Task brief: Every line below between the line holding "Target: white wall" and the line holding "Target: striped curtain", inclusive, should be repeated exactly, and all other lines omitted.

[Region pointing data]

[Start of Attachment]

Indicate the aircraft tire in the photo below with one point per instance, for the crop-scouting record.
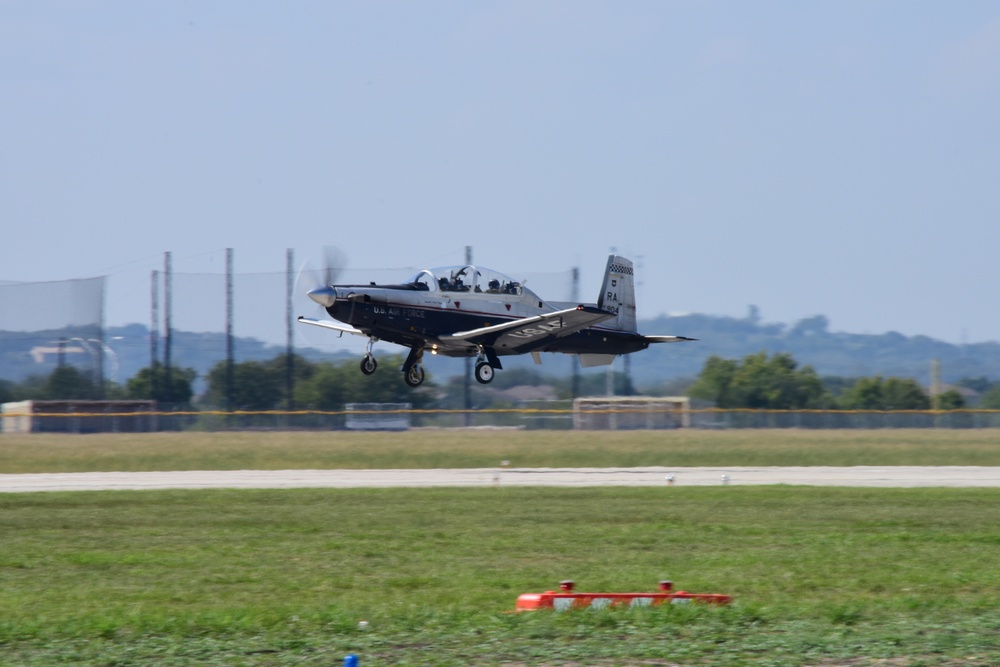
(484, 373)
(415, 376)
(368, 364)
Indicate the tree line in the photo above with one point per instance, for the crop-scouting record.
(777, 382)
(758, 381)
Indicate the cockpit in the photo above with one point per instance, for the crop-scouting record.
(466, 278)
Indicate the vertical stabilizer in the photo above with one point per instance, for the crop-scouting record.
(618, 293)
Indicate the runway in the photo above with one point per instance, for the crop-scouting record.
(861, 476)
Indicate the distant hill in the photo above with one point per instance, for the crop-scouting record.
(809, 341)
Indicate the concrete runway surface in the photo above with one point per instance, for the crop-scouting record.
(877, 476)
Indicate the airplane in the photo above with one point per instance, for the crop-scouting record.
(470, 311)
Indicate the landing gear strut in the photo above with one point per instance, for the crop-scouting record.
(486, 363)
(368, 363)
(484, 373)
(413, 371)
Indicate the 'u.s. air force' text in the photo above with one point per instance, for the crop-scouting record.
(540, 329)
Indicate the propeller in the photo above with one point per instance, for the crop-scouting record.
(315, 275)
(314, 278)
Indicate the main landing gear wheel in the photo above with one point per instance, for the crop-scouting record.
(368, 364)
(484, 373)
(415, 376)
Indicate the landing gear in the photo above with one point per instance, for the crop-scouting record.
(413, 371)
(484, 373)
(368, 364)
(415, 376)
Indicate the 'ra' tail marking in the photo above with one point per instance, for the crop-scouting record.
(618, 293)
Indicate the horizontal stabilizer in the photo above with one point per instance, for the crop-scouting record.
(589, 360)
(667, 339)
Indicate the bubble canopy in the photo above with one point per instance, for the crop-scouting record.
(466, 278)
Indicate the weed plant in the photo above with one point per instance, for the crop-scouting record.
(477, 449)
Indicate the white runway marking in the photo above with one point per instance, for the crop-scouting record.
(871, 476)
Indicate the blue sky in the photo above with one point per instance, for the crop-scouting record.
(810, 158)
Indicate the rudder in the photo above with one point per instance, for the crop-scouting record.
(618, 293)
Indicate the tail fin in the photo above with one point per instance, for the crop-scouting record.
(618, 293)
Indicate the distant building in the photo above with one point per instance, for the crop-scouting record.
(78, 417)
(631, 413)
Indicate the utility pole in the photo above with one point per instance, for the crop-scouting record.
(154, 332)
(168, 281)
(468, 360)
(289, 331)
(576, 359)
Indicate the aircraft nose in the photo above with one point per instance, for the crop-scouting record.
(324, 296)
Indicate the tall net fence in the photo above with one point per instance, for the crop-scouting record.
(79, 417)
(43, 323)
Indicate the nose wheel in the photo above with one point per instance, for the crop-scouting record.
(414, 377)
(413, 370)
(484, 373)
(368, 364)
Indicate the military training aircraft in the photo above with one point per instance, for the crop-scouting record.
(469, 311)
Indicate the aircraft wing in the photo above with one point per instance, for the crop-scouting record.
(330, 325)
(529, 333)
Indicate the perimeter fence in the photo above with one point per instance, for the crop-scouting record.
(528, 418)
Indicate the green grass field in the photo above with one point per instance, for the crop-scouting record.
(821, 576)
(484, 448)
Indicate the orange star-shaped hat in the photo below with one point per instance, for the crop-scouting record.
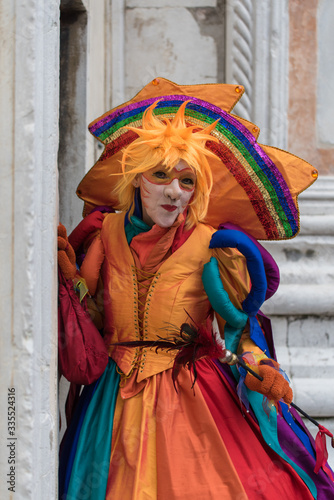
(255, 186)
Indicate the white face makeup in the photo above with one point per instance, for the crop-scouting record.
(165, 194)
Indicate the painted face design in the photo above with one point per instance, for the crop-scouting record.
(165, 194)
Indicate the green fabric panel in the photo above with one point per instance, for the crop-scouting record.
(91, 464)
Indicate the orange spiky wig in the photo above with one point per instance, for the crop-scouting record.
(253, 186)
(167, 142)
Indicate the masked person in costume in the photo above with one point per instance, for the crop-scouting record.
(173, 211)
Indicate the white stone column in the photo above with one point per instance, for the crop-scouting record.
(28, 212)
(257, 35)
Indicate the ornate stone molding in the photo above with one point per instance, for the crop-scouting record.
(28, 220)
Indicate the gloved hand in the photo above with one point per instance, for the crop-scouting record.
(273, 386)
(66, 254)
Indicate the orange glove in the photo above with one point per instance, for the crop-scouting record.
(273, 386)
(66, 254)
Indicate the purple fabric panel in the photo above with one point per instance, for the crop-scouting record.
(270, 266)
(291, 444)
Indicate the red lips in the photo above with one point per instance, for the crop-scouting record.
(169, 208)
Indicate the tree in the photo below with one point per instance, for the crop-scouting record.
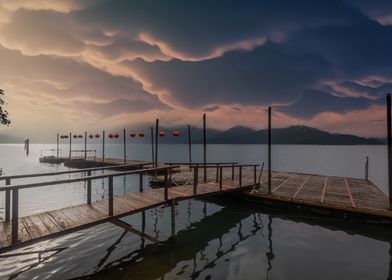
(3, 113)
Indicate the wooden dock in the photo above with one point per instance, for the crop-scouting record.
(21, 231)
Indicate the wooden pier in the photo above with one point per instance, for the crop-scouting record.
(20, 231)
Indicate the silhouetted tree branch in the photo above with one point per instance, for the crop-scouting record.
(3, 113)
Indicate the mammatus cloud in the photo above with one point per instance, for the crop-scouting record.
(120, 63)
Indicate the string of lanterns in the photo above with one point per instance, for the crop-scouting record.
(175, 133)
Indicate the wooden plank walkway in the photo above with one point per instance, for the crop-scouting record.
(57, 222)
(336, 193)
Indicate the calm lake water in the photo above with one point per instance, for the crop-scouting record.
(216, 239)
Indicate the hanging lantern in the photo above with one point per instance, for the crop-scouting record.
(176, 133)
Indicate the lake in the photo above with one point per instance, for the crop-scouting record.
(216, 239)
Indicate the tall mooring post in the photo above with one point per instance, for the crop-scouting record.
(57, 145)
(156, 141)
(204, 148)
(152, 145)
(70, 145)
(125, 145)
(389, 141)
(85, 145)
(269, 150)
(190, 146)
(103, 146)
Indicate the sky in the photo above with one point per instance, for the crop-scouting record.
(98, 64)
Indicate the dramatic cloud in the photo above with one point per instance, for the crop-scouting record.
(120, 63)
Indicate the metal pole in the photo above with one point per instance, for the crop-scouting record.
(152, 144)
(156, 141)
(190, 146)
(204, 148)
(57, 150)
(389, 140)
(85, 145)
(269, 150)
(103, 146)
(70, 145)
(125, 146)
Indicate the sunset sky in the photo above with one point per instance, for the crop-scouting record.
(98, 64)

[End of Attachment]
[Start of Attachment]

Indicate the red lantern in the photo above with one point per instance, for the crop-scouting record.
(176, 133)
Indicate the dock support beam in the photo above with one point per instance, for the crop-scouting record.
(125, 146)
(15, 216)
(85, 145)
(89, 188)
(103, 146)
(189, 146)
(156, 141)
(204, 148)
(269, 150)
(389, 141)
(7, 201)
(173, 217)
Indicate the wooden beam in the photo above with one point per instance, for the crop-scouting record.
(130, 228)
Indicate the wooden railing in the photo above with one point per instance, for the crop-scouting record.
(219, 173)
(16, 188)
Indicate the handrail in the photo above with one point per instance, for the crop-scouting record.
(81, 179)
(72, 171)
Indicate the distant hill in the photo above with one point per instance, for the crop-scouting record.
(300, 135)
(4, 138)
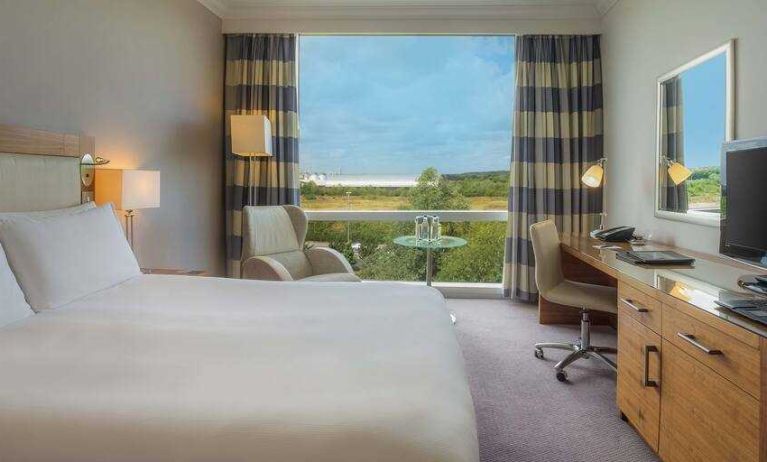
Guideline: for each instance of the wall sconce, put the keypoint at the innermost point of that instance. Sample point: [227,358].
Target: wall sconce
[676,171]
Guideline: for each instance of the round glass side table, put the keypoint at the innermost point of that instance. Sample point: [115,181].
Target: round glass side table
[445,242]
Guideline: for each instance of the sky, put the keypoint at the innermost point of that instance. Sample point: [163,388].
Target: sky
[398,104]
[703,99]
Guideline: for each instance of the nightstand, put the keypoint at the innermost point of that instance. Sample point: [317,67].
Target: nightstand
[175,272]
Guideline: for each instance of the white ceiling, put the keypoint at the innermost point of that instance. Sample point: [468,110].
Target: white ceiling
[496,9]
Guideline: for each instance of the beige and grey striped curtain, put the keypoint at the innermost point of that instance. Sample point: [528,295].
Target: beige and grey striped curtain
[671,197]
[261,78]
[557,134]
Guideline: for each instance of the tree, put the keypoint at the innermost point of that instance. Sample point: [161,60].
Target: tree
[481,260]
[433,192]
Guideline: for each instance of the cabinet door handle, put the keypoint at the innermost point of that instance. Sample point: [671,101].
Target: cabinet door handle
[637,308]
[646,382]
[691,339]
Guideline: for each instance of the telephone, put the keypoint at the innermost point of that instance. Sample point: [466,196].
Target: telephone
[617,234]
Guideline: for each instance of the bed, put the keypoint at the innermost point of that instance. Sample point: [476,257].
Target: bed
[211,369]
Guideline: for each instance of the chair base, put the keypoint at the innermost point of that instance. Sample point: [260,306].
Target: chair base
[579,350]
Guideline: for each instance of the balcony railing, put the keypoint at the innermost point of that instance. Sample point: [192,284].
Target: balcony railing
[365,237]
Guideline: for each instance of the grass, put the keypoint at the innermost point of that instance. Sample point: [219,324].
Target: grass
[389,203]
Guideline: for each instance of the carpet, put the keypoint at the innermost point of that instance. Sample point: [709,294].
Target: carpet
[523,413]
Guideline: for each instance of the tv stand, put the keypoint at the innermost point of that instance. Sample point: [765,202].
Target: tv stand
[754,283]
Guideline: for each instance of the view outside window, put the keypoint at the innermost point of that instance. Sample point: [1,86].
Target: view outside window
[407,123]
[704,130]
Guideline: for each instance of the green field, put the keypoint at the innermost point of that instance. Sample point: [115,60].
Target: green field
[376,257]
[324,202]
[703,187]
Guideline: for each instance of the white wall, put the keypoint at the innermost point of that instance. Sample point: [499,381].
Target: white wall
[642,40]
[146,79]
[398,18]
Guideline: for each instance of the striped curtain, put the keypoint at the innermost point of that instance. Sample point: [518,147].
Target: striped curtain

[End of Attachment]
[Start of Attachment]

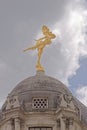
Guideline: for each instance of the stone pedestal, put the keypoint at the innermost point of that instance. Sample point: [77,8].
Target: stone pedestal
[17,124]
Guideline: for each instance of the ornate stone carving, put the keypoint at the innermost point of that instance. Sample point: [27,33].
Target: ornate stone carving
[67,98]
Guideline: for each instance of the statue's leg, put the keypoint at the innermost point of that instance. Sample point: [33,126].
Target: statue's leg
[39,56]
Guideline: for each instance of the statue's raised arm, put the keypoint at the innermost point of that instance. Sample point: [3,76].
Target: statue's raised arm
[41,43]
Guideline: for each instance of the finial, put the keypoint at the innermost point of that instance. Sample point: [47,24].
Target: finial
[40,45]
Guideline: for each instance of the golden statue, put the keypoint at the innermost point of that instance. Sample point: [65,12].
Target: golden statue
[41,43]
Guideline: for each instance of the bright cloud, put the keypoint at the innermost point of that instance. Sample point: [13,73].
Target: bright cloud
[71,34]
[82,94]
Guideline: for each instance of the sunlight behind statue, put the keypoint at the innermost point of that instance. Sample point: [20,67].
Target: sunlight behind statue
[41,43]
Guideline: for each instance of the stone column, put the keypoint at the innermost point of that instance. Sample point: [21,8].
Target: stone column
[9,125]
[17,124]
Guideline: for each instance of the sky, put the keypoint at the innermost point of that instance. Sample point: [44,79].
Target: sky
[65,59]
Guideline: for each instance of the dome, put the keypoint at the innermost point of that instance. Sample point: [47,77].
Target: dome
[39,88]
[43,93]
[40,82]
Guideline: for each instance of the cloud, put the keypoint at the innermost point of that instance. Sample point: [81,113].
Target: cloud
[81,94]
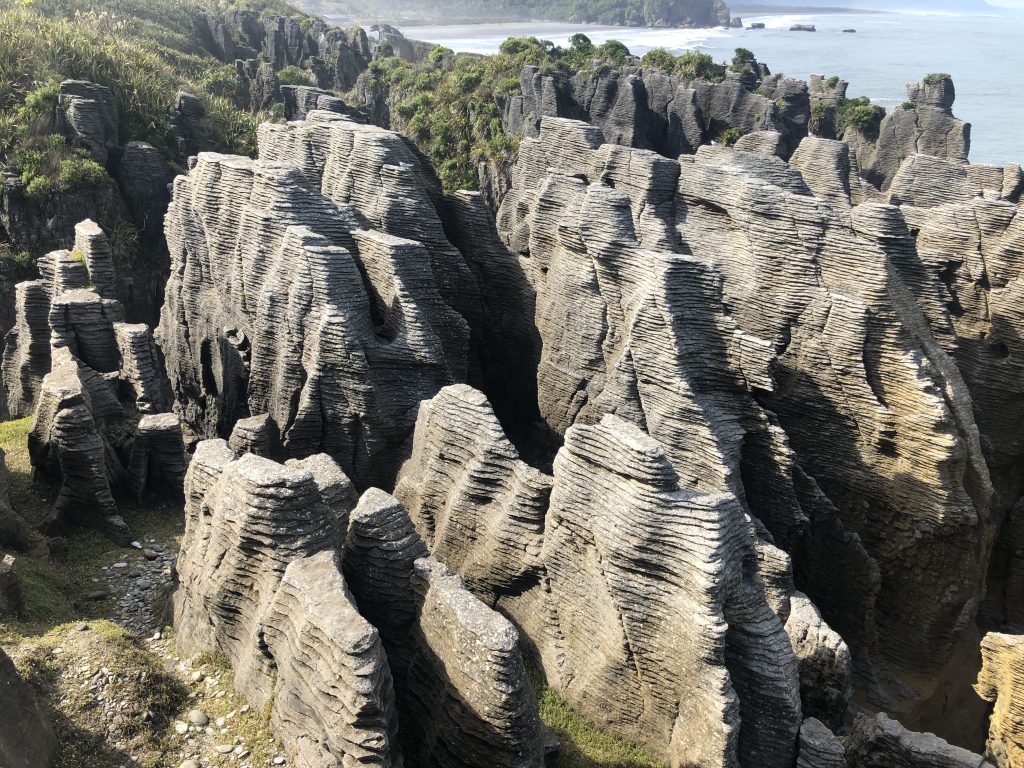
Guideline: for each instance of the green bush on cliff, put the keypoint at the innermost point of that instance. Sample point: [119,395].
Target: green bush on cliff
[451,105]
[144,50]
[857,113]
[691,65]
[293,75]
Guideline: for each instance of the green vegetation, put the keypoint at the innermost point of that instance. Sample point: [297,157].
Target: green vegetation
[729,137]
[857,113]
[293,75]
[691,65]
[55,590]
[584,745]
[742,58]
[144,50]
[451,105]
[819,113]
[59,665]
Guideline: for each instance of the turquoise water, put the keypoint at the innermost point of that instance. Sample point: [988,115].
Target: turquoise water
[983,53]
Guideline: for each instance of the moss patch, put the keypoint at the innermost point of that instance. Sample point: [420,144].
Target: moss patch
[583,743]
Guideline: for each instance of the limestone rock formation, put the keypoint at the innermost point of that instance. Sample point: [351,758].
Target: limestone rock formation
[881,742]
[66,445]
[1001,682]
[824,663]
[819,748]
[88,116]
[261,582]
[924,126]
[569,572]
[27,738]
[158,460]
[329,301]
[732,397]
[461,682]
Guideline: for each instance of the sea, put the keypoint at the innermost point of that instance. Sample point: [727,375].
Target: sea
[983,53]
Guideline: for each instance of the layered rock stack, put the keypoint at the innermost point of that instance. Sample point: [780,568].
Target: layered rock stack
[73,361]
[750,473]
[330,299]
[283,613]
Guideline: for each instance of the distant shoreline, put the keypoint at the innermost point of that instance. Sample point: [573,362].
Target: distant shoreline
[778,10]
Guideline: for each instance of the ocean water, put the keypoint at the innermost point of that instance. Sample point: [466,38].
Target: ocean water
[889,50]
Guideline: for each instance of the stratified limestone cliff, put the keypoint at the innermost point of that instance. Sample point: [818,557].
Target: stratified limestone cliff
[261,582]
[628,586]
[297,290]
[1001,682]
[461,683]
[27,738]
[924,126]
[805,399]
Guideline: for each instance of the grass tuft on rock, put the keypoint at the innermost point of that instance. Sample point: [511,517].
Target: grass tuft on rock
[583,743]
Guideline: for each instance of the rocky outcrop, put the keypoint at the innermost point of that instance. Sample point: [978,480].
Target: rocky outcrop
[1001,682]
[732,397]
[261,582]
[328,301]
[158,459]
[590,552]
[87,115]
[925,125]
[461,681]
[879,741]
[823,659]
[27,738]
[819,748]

[End of Attachment]

Solution to this problem:
Target: white wall
[642,40]
[146,79]
[398,18]
Guideline: for each instance of the striped curtain, put the keypoint at the innermost point of that instance. Sample point: [518,147].
Target: striped curtain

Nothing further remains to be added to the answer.